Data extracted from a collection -
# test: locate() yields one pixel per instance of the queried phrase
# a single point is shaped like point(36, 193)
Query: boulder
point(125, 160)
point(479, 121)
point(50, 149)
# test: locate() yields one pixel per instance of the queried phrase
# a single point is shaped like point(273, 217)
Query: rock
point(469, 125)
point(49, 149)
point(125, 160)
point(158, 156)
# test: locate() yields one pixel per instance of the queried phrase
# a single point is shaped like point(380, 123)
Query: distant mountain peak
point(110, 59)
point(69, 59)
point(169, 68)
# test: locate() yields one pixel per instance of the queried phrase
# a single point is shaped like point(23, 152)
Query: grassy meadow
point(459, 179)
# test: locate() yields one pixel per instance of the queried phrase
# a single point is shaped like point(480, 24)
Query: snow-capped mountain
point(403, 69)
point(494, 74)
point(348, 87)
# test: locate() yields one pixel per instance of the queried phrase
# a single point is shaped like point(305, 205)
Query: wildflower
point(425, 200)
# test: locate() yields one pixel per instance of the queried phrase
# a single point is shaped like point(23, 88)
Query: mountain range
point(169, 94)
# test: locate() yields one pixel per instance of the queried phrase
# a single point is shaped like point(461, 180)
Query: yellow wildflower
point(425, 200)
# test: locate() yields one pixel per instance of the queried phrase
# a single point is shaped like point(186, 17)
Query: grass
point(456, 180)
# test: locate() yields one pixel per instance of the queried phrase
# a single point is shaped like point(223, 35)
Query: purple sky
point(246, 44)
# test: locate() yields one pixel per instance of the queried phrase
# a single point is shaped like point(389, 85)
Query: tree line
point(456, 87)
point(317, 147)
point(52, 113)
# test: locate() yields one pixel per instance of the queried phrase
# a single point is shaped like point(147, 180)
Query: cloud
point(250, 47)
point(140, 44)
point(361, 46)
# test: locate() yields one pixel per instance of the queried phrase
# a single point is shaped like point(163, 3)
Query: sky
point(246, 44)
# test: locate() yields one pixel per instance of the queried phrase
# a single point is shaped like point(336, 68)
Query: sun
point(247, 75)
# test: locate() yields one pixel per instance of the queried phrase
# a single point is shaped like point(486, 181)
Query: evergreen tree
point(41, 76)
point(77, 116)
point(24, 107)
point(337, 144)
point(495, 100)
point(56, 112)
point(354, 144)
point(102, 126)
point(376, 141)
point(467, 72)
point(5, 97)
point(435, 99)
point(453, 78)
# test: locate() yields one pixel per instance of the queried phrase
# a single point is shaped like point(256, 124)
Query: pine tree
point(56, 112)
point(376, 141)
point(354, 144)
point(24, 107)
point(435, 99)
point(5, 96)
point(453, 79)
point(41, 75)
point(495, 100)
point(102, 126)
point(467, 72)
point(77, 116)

Work to be completed - Output an exact copy of each record.

Result for this task -
# test: locate() yields one pixel per instance of the queried phrase
# a single point is shaped like point(36, 193)
Query: boulder
point(125, 160)
point(479, 121)
point(50, 149)
# test: locate() yields one pixel per instance of the queried phrase
# a single point is shaped like point(273, 217)
Query: rock
point(469, 125)
point(49, 149)
point(125, 160)
point(158, 156)
# test: locate() yields one pixel per instance of the queried phrase
# a single point is shaped like point(380, 123)
Query: distant mountain peak
point(110, 59)
point(69, 59)
point(169, 68)
# test: locate() yields one pixel per instance of the queried phrase
# a single point is shaped like point(23, 152)
Query: grassy meadow
point(459, 179)
# test: locate() yields one pixel per instance of the queried phrase
# a single point is shaped like point(480, 24)
Query: snow-capped mountain
point(403, 69)
point(494, 74)
point(348, 87)
# test: locate() yields one pixel per instance of the queried phrase
# a single point is shaped like point(305, 205)
Query: wildflower
point(425, 200)
# test: locate() yields one pixel per instance of the queried phrase
# a single point is shaped like point(23, 88)
Query: mountain range
point(169, 94)
# test: locate() yields one pixel per instance of the queried phrase
# a single point is shaped like point(461, 180)
Query: yellow wildflower
point(425, 200)
# test: locate() yields one pixel per instance of the queried phrase
# a single point is shaped like point(186, 17)
Query: grass
point(456, 180)
# test: locate() yields one pixel per instance of the queried phrase
# a single point is shaped like point(223, 35)
Query: purple sky
point(246, 44)
# test: locate() yields one pixel per instance of the queried phrase
# a single point is shaped like point(389, 85)
Query: tree line
point(456, 87)
point(317, 147)
point(52, 113)
# test: locate() yields one pixel per instance of the queried phrase
# a single point is shaped like point(147, 180)
Query: cloud
point(250, 47)
point(140, 44)
point(361, 46)
# test: locate() yields one pixel per instance of the queried phrase
# a single point is shaped like point(163, 3)
Query: sky
point(246, 44)
# test: locate() yields one pixel per instance of the queried phrase
# a single point is shaped like point(336, 68)
Query: sun
point(247, 75)
# test: locate() yields one pixel per instance of the queried phrase
# a single point is shaped like point(486, 181)
Query: evergreen tree
point(41, 76)
point(77, 116)
point(24, 107)
point(337, 144)
point(495, 100)
point(56, 112)
point(354, 144)
point(102, 126)
point(376, 141)
point(467, 72)
point(5, 97)
point(435, 99)
point(453, 78)
# test: locate() yields one pixel per instance of the queried phrase
# a single point is shaped like point(256, 124)
Query: pine tree
point(56, 112)
point(376, 141)
point(354, 144)
point(24, 107)
point(435, 99)
point(5, 96)
point(453, 79)
point(41, 75)
point(495, 100)
point(102, 126)
point(467, 72)
point(77, 116)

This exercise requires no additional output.